(Source records)
----
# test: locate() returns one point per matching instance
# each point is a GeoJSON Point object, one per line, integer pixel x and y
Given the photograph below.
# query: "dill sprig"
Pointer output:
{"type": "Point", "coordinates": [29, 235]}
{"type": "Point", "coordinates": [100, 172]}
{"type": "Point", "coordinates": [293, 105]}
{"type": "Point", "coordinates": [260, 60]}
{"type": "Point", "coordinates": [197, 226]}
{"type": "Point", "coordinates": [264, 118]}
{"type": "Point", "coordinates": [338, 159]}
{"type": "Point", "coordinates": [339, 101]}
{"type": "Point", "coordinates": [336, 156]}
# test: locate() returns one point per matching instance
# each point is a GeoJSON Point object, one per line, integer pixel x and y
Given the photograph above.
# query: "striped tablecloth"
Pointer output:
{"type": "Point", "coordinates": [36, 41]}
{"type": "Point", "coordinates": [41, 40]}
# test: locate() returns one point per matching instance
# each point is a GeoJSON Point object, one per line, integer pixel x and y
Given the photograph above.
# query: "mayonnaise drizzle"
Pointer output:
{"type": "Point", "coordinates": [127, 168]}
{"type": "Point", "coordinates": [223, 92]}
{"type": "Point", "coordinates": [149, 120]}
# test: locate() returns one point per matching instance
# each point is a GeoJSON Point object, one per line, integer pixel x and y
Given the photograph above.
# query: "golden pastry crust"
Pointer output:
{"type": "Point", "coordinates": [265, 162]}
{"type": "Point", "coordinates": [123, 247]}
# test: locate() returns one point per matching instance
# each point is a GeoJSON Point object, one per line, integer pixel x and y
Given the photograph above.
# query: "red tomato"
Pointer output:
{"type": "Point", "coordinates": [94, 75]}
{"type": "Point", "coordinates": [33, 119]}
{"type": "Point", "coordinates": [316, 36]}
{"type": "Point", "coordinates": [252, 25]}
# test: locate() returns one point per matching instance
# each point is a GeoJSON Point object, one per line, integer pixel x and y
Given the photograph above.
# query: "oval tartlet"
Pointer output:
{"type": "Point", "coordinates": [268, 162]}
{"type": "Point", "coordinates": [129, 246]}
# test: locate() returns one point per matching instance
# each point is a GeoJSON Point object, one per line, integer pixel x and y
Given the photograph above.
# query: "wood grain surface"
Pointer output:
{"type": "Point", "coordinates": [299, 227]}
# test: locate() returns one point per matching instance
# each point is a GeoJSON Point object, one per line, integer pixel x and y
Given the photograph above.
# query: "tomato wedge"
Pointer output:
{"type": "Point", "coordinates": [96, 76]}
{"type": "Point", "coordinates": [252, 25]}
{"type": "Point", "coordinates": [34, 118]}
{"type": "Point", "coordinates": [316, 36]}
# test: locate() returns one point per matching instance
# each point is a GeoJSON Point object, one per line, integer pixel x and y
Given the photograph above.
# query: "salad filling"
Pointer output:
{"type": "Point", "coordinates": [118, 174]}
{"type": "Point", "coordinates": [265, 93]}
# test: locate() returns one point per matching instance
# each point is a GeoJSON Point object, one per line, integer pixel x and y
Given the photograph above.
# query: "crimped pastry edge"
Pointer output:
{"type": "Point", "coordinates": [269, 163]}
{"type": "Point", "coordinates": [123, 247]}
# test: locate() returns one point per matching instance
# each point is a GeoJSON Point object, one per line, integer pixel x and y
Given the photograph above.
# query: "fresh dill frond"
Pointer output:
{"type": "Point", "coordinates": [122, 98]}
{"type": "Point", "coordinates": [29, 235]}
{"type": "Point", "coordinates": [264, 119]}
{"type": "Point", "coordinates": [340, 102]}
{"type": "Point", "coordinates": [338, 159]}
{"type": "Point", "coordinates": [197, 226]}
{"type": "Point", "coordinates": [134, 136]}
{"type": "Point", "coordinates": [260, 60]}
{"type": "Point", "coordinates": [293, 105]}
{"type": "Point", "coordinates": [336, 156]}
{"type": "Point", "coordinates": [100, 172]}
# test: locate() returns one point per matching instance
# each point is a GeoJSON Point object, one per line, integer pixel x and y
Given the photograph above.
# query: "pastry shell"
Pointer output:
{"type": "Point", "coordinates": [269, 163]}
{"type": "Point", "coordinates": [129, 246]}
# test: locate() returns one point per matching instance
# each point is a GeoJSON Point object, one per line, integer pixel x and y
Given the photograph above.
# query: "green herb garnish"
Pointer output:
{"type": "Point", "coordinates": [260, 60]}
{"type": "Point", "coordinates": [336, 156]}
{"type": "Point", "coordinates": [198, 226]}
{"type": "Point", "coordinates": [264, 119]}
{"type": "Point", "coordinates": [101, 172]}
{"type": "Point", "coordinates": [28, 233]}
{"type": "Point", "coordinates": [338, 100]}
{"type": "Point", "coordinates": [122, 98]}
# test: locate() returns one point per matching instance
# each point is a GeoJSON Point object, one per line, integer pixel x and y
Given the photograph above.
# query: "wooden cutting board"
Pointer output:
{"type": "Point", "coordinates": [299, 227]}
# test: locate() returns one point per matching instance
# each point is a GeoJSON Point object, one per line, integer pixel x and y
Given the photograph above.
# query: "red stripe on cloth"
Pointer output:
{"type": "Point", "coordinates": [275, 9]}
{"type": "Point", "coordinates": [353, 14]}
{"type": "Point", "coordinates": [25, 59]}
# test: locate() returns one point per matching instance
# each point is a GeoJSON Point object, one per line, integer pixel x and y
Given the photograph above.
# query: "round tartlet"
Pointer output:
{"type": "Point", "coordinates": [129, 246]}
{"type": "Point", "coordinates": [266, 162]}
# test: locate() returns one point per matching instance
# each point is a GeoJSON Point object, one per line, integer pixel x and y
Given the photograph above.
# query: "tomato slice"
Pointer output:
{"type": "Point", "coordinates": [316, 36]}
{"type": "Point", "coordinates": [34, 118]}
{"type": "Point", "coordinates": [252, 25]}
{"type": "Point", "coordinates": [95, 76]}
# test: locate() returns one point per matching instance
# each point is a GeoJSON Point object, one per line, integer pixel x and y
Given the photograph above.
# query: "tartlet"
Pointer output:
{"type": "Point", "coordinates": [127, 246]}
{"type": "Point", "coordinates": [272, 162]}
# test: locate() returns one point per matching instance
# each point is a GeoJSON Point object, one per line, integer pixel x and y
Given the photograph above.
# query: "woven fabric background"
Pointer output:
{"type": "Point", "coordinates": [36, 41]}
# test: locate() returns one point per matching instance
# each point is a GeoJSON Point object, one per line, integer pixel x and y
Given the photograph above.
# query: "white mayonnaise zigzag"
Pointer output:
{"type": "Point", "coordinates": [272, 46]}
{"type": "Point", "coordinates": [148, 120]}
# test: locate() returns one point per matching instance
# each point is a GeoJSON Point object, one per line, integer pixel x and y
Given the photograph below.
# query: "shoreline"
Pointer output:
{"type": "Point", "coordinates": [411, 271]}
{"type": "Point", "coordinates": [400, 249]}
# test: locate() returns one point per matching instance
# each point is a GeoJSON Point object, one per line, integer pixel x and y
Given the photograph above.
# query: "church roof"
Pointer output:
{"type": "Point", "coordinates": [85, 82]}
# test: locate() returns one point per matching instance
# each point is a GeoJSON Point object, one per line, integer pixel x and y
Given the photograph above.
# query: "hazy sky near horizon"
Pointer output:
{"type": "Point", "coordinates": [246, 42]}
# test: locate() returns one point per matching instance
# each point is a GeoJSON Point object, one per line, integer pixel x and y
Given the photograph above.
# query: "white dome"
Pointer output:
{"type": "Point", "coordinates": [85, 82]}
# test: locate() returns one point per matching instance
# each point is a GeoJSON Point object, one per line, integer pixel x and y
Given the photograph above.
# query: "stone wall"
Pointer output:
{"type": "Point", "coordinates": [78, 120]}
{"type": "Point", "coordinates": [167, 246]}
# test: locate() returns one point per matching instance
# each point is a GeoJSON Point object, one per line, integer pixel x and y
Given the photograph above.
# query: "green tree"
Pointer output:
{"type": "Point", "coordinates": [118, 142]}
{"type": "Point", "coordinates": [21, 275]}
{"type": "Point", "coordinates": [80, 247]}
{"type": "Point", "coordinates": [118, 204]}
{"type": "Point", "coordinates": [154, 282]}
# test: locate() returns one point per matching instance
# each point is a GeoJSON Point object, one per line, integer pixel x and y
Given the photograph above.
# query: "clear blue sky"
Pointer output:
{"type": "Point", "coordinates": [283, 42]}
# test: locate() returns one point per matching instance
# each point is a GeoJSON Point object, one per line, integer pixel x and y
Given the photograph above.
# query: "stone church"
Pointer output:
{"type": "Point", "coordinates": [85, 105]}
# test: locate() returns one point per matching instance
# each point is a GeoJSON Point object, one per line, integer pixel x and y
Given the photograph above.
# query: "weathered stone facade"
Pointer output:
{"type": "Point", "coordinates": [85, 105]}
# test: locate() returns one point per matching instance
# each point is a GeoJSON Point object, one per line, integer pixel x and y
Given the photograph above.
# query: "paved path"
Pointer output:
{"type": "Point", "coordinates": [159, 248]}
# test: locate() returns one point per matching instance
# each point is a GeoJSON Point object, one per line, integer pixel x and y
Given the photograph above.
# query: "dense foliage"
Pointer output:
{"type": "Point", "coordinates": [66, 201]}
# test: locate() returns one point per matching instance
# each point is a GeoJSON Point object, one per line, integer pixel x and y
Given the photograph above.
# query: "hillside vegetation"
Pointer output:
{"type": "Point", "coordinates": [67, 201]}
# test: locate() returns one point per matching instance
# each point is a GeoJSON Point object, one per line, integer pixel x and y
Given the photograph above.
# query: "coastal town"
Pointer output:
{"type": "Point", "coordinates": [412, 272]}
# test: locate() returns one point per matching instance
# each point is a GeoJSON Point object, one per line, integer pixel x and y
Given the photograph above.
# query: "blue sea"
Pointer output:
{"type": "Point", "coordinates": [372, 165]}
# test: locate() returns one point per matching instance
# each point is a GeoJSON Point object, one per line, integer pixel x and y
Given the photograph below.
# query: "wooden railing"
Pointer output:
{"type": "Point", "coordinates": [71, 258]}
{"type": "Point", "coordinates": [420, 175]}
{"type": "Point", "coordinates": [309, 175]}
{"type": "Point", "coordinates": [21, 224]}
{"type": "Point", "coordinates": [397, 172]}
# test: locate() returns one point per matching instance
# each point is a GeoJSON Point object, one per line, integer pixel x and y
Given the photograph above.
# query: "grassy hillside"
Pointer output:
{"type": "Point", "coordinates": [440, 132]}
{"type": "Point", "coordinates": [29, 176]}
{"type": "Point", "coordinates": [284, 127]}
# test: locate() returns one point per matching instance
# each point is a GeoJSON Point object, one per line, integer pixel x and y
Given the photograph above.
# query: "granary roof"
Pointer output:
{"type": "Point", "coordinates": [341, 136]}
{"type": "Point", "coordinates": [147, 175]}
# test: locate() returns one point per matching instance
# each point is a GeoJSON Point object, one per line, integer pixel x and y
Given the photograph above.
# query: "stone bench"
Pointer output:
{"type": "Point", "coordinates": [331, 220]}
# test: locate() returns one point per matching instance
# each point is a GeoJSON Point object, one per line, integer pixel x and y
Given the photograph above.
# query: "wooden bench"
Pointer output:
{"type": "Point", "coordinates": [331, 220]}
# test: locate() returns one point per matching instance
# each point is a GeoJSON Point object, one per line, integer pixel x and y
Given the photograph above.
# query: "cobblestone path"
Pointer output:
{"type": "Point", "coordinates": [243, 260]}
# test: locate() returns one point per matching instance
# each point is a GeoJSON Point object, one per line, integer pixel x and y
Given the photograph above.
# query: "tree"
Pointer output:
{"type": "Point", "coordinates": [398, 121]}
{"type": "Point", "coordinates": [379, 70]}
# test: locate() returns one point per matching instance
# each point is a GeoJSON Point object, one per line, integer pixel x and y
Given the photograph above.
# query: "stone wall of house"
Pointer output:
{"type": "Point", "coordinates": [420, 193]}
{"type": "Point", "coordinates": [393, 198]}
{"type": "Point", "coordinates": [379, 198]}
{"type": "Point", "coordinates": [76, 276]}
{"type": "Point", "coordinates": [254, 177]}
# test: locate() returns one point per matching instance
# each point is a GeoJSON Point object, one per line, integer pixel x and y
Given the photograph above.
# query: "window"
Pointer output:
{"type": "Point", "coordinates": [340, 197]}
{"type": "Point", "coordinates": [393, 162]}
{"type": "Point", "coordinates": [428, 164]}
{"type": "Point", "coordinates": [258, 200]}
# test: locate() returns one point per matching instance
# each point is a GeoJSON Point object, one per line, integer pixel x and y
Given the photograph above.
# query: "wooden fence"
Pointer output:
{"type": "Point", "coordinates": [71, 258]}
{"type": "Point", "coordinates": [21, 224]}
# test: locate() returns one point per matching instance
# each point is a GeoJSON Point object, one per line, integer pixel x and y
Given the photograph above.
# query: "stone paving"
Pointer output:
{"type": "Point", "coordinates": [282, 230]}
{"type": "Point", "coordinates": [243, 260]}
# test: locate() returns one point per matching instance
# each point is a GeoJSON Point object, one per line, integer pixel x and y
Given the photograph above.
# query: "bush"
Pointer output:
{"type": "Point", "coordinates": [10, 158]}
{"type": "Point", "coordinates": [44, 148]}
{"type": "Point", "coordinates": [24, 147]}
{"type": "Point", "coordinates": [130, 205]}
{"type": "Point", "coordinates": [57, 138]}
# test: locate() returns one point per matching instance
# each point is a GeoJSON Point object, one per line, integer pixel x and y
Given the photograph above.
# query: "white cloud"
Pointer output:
----
In the records above, which lines hold the string "wooden"? Copy each one.

# query: "wooden cutting board"
# query: "wooden railing"
# query: "wooden bench"
# query: "wooden fence"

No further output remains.